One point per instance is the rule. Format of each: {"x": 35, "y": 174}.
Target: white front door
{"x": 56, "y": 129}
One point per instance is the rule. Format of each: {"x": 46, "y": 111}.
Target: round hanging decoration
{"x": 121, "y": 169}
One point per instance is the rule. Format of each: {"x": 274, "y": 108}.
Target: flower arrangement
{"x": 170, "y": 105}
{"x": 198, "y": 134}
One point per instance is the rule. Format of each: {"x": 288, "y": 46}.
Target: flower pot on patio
──────────
■ THE TASK: The response is to be a bare number: the tally of lines in the listing above with the word "each".

■ EXERCISE SOLUTION: 4